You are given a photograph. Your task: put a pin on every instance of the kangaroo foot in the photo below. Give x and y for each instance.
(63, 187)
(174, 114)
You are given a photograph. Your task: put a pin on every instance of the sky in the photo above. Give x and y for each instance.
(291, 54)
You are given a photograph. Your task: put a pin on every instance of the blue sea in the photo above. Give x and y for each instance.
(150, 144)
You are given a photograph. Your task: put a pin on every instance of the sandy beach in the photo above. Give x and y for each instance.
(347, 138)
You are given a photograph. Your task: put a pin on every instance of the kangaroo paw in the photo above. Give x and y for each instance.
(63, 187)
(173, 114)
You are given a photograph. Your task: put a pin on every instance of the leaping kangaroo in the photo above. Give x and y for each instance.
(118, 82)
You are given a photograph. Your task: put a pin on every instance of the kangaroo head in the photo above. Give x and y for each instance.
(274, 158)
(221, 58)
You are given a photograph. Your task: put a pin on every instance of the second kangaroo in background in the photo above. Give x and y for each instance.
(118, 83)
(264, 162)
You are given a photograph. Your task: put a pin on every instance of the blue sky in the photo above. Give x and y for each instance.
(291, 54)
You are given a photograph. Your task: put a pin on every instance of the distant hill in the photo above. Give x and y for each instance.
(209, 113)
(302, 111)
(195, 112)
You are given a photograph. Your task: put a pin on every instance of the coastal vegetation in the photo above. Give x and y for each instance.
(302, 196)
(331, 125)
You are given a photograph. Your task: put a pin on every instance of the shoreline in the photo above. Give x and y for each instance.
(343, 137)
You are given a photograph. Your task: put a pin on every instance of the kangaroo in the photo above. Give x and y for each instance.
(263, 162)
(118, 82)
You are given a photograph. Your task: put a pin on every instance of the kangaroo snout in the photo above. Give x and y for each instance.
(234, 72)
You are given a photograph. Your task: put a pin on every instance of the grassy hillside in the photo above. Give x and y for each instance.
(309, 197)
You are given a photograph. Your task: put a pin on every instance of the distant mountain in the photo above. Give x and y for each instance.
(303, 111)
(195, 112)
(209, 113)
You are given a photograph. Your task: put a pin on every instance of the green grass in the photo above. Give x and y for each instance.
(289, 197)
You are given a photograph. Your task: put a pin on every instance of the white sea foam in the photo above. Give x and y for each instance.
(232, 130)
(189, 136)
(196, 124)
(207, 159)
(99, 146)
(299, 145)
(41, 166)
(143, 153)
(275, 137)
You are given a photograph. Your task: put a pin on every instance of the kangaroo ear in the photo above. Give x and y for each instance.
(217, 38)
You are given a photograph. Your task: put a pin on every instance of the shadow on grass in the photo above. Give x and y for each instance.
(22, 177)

## [EXERCISE INSTRUCTIONS]
Give back all the lines above word for word, in their original order, with nothing added, dropped, or changed.

## [SOLVED EXERCISE]
You are given a photograph. Your task: put a pin on every instance of the kangaroo foot in the photo below. Give x and y for each instance.
(63, 187)
(174, 114)
You are given a photograph. Your task: put a pin on every instance of the sky in the photo above. Give x and y for each instance.
(291, 54)
You are given a photograph. Your task: put a pin on every instance of the blue sea in the photo above. Give x and y for each instance.
(150, 144)
You are given a photograph. Your task: put a pin on every instance of the sandy beach in the photo above. Give x and y for each instance.
(347, 138)
You are given a photograph. Your task: put a pin on every instance of the kangaroo paw in the photo above. Give x and y for each instance.
(63, 187)
(173, 114)
You are given a photograph. Your task: put a pin on every instance of the leaping kangaroo in the photo above. Give x and y for each instance.
(118, 82)
You are given a photograph. Your task: put a pin on every instance of the kangaroo head in the photo above. Give x and y for each instance.
(274, 158)
(221, 58)
You are given a photograph. Your task: put a pin on every instance of the second kangaroo in background in the photo above. Give x and y for each instance.
(118, 83)
(264, 162)
You are given a photograph. Your task: put a pin on every instance of the blue sky in the photo above. Give x and y for each instance.
(291, 54)
You are given a photograph. Your task: put a pin on every instance of the distant hill in the photo above. Give x and y for each instance.
(209, 113)
(302, 111)
(195, 112)
You are given a photograph. Your task: put a pin on every instance of the coastal vegetation in the photo above. Give x and y for each instance.
(302, 196)
(331, 125)
You are given a photograph. Your task: put a pin on every instance of the shoreline in the photo above. Give x and y for each instance.
(343, 137)
You are given a photograph. Your task: put a pin on every instance of the kangaroo in the photo above. Give x and y for each instance.
(263, 162)
(118, 82)
You are given a photograph. Your task: put a pin on every instance of the kangaroo snout in the photo above. Give x and y for each instance.
(234, 72)
You are given a photograph. Your task: put a pin on every instance of the grassy hillside in the photo above. Give x and y for each instance.
(309, 197)
You are given a photograph. Your task: put a pin on every instance of the distant mountain in the photo above. Give x and y for each instance.
(303, 111)
(195, 112)
(209, 113)
You are given a photograph. Your task: put a pin on every instance of the green grass in the photo above. Give x and y for each instance.
(289, 197)
You are given a photograph. Your task: put a pin on every instance of the white sea foam in the photo above. Give x and y for each instance.
(232, 130)
(189, 136)
(196, 124)
(207, 159)
(99, 146)
(299, 145)
(41, 166)
(143, 153)
(275, 137)
You are given a photograph. Your task: put a pin on every instance of the kangaroo ear in the photo above. Give x and y for each instance.
(217, 38)
You are given a photograph. Your task: put a pin on every instance of the shadow on grass in the photo above. Give x and y for each instance.
(22, 177)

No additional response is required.